**Written request**
Take the line containing "(159,64) (no space after the comma)." through the last line of the data and retype those lines exactly. Pictures do not belong in the copy.
======
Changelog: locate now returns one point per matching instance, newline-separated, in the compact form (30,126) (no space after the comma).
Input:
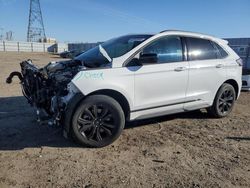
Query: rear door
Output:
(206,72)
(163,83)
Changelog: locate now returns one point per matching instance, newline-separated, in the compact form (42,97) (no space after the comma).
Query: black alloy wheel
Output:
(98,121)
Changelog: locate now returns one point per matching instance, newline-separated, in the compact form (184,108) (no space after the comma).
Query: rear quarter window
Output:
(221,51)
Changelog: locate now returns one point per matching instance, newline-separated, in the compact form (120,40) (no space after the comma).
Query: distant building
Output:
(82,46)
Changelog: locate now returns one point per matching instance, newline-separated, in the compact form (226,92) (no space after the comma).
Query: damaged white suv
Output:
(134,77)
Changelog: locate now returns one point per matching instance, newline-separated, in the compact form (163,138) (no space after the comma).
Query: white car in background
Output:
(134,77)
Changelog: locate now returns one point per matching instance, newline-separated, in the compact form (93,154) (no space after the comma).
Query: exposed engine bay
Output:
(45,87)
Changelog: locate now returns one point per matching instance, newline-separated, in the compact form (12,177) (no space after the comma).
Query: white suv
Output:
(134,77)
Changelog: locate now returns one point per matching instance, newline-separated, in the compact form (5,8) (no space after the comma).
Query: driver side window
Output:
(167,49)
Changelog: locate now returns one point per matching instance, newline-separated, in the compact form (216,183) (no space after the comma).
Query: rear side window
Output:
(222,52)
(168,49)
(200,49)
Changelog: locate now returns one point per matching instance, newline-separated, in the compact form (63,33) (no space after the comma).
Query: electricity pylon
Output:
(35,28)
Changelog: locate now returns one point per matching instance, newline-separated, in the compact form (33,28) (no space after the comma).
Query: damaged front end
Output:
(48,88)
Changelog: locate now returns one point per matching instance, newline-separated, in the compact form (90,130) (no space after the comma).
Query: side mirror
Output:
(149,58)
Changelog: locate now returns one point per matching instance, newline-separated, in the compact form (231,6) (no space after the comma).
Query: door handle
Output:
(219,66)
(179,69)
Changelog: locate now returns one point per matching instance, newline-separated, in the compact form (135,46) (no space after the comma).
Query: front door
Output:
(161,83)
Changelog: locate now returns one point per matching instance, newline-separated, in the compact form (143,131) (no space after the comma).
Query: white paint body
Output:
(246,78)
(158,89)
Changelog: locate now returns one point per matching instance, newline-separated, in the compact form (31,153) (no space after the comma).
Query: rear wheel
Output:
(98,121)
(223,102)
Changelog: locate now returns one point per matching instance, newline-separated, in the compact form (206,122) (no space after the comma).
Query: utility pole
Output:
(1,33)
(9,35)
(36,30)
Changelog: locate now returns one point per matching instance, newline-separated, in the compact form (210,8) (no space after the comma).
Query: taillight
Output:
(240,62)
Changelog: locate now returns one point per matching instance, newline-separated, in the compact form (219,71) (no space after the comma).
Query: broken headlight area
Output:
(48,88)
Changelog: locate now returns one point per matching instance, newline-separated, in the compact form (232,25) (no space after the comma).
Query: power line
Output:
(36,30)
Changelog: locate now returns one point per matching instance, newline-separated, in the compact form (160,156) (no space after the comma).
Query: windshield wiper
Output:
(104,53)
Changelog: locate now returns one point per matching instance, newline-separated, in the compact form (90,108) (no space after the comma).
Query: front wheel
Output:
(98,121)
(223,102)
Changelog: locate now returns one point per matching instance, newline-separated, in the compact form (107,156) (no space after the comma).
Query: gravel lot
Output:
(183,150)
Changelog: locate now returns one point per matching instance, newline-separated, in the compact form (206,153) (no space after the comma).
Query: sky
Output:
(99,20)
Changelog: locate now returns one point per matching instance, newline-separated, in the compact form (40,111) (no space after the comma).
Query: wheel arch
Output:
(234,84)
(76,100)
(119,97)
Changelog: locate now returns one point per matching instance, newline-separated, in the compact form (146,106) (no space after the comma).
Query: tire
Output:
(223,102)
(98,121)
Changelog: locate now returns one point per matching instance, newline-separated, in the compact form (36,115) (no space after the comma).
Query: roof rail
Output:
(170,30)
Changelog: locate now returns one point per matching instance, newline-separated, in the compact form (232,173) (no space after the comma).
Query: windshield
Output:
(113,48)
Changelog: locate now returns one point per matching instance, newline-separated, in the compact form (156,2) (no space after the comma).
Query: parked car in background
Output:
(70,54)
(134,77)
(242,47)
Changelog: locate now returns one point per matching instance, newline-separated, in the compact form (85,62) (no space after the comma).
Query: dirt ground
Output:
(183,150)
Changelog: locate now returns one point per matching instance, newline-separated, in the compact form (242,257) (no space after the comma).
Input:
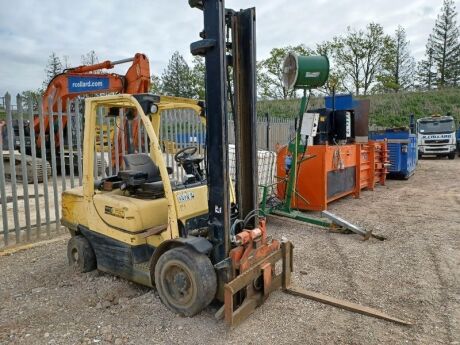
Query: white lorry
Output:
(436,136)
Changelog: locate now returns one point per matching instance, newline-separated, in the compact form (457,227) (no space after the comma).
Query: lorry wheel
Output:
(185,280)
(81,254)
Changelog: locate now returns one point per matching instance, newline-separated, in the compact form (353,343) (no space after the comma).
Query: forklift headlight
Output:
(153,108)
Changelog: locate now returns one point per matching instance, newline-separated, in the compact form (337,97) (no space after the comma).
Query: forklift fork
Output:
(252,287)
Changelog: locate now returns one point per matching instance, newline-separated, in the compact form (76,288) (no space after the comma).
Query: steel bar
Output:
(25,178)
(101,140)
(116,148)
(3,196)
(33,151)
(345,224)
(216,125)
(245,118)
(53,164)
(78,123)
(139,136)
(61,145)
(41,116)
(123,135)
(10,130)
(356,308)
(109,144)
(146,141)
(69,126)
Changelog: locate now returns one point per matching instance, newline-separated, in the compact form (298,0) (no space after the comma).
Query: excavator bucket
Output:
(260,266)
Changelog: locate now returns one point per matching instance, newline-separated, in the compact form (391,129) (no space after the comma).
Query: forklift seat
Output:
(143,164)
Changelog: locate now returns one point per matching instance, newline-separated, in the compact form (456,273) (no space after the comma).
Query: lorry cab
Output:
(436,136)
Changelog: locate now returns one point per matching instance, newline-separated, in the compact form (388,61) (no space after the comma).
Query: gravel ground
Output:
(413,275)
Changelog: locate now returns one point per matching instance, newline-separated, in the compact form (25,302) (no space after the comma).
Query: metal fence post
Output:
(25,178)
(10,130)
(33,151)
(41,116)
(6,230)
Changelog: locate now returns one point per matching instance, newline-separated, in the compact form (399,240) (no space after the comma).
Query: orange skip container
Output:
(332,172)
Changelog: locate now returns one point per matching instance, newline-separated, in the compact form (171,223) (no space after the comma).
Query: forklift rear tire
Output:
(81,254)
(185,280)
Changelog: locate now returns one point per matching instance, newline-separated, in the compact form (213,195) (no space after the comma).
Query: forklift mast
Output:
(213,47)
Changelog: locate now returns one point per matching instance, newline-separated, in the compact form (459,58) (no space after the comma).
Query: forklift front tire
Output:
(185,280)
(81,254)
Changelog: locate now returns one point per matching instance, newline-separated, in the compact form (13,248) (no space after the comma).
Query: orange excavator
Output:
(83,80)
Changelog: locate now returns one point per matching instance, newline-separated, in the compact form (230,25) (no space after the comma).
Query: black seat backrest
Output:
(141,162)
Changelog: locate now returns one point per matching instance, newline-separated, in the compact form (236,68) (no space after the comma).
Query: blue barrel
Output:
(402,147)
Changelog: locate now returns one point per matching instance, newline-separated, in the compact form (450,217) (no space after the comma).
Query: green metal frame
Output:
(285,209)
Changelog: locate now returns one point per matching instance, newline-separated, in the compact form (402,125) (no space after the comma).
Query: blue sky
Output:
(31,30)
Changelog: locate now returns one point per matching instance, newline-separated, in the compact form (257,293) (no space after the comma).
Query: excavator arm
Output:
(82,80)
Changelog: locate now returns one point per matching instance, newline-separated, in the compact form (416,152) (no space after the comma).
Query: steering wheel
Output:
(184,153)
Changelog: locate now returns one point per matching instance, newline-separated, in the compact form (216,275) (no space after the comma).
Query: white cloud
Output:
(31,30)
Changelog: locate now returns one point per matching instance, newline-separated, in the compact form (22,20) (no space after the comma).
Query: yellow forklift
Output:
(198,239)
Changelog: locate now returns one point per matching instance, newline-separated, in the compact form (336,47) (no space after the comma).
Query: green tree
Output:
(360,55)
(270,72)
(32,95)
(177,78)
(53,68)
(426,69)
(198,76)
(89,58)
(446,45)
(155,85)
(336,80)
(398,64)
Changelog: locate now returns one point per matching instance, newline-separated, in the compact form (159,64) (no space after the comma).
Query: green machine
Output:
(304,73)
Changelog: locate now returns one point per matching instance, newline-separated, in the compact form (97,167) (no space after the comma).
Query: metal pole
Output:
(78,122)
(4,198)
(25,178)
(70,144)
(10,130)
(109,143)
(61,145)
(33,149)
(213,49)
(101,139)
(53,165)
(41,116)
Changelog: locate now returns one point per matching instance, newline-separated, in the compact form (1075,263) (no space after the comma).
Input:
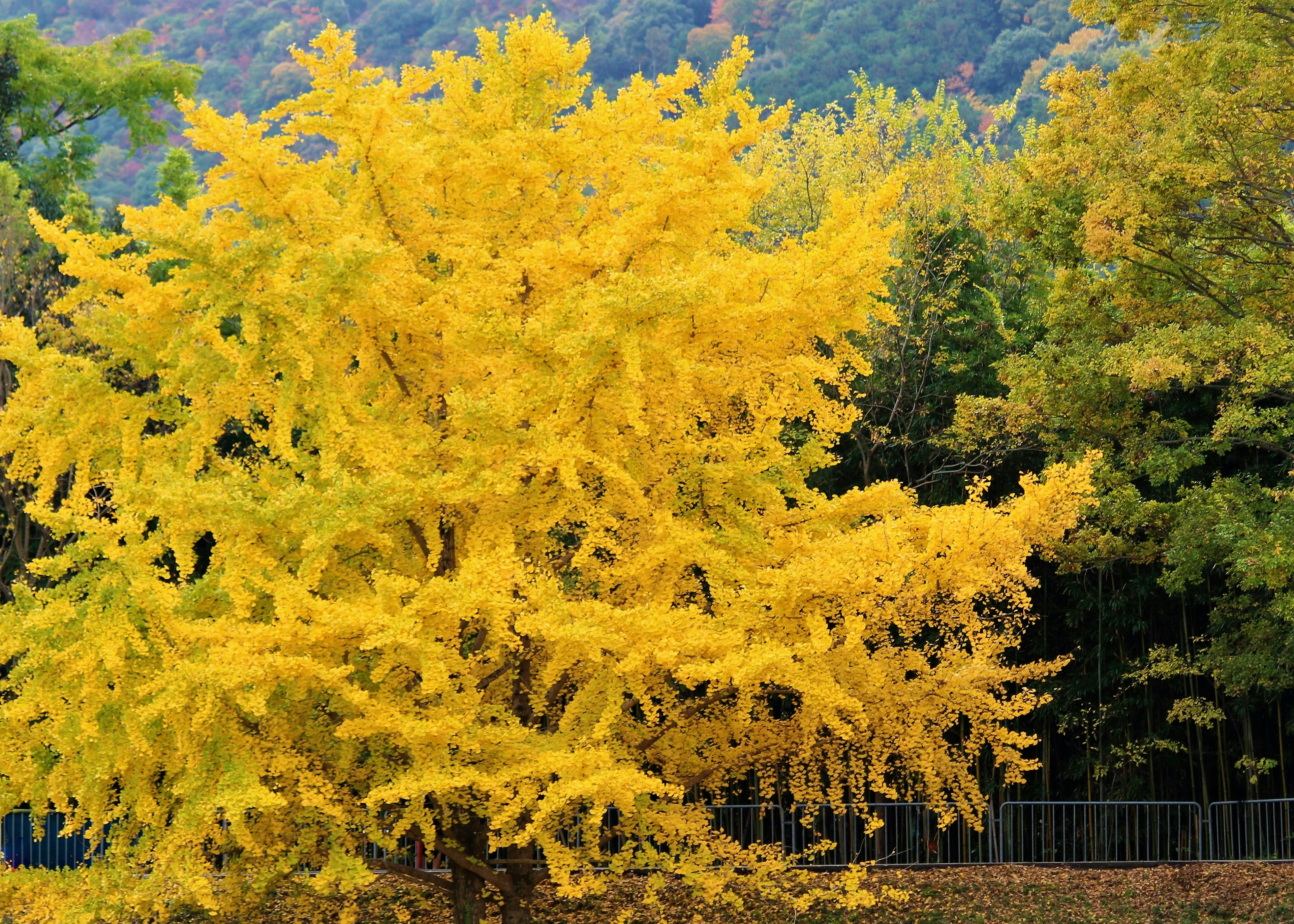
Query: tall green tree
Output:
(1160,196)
======
**The solution**
Changelog: locate now returns one point per matching instance, newline-separated, in the compact form (159,64) (no space after the comma).
Query: green machine
Output:
(304,73)
Changelog: locate now returns one point per matching instance, newline-separated, in the compact form (97,167) (no space after the comma).
Query: metal pole
Output:
(78,122)
(4,198)
(25,178)
(70,144)
(10,130)
(109,143)
(61,145)
(33,149)
(213,49)
(101,139)
(53,165)
(41,116)
Changelog: locate now returns one point per matching instance, newline-separated, in the compact form (1075,263) (no space after the comma).
Input:
Query: tall green tree
Output:
(1160,196)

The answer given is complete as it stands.